Segment Open

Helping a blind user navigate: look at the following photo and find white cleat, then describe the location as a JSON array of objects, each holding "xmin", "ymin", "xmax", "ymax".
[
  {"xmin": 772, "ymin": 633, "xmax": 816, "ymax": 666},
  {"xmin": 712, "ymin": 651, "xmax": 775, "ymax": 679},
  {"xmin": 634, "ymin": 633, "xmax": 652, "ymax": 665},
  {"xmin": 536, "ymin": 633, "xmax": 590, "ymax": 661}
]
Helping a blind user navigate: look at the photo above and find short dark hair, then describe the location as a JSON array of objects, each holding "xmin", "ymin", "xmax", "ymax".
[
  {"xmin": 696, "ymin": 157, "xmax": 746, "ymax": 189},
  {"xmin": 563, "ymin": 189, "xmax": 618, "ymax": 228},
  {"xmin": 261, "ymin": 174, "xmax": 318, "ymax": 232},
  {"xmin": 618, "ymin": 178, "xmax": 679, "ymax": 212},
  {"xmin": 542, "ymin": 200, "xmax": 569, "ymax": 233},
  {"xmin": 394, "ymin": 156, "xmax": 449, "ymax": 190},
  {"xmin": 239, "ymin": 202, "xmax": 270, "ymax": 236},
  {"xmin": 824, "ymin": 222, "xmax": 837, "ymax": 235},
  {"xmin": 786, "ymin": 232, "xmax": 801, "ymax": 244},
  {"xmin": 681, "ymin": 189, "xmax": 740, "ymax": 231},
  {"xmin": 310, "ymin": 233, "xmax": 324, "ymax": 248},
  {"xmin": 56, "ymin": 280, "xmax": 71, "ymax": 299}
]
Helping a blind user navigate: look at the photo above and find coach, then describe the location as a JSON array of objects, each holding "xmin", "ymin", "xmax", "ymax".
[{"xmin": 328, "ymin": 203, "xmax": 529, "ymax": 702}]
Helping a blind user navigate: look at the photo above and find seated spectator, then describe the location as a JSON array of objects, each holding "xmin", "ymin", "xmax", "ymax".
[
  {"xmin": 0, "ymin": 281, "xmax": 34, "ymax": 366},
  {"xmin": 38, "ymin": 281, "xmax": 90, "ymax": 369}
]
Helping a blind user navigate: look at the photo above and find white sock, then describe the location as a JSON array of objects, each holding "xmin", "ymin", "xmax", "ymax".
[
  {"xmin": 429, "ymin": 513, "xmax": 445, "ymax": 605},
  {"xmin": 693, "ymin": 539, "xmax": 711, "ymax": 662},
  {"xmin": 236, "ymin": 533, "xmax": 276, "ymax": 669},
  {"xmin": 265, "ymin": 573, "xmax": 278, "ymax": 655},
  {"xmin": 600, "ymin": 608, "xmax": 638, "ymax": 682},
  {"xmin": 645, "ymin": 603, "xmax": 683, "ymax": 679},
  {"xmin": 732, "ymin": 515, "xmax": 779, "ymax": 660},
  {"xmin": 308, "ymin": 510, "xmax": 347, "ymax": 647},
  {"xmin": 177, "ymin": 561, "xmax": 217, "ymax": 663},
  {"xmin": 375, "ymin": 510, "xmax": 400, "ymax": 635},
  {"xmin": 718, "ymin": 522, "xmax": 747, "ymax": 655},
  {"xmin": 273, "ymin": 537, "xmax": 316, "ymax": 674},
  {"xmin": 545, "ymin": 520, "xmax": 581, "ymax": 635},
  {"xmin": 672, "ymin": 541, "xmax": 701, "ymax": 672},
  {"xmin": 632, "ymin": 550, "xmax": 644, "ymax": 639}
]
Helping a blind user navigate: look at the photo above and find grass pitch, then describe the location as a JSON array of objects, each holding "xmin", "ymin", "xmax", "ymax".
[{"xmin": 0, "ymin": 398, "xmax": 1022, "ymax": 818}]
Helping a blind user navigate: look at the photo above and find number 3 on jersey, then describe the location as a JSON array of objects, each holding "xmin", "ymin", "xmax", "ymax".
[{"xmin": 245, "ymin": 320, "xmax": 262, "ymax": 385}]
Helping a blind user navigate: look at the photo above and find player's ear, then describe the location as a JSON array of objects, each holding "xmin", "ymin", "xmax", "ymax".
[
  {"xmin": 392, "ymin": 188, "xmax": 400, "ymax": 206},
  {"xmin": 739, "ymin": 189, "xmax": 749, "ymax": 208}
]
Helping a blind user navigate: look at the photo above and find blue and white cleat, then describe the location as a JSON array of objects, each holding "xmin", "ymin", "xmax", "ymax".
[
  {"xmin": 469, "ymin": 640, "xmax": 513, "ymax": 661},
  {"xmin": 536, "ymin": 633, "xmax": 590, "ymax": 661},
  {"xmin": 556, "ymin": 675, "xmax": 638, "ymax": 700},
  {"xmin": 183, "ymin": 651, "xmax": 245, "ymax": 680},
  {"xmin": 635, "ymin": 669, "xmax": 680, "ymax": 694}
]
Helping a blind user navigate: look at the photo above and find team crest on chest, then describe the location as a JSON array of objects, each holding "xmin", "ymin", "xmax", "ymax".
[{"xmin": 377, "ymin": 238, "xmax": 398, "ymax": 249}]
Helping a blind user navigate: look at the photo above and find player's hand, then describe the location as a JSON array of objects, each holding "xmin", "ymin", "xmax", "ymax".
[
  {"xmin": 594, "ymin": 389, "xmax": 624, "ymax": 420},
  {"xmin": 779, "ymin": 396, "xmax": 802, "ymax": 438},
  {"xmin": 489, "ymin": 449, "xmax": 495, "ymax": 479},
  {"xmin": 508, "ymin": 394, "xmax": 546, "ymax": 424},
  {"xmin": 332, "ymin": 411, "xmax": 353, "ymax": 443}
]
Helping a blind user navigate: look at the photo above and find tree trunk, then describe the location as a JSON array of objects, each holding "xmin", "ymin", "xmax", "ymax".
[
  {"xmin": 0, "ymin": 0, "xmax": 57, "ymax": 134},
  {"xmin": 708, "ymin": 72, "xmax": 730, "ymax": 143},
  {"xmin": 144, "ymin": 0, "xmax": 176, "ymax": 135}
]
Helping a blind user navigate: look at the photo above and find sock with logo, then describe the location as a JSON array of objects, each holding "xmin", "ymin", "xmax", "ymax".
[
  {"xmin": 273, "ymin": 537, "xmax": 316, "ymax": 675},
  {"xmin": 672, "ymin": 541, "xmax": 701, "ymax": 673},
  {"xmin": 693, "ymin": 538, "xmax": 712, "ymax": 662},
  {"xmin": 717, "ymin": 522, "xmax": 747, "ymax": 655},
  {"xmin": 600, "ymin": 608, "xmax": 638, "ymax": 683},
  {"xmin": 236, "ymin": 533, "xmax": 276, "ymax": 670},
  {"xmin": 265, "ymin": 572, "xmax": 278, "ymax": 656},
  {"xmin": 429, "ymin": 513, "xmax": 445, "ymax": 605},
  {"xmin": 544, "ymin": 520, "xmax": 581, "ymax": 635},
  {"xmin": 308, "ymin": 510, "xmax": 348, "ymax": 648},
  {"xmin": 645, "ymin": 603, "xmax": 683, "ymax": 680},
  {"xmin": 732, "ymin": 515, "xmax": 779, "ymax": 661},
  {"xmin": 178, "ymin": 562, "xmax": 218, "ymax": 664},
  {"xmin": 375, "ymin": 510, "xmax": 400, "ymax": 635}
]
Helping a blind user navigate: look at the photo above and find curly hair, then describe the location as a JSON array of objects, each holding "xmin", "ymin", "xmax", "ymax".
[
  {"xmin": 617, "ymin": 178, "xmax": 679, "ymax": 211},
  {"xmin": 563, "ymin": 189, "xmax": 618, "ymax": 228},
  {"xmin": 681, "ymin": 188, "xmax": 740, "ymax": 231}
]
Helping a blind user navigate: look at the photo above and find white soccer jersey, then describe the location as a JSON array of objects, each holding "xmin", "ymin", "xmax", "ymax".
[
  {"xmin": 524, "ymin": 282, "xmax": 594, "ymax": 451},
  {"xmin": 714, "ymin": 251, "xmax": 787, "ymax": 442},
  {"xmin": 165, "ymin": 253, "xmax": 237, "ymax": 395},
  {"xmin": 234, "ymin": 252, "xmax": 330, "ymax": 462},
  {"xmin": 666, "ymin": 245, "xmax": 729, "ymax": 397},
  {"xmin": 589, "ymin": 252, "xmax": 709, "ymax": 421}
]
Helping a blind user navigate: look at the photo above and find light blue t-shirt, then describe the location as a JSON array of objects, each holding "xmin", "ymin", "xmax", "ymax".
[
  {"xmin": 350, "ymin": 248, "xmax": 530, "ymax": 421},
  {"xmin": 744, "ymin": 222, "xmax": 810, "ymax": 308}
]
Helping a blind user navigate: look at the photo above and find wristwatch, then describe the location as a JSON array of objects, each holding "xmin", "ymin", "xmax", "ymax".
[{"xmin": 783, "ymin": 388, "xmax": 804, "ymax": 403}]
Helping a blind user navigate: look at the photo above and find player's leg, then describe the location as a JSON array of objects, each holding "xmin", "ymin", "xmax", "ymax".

Segment Closed

● WHAT TO PRODUCE
Find "find wristwatch, then" in the material above; set down exactly the line holding it and every line after it, through the last, and no others.

● TASK RESULT
Helping a blind user navigate: look at the photo above and find wristwatch, then describe the location as a JSON array of objects, each holding "xmin", "ymin", "xmax", "ymax".
[{"xmin": 783, "ymin": 388, "xmax": 804, "ymax": 403}]
Helping a blind user navigate: look at the photo above and find player's leg, then describe the location as a JSON array of objects, each holding "xmin", "ymin", "xmax", "ymax".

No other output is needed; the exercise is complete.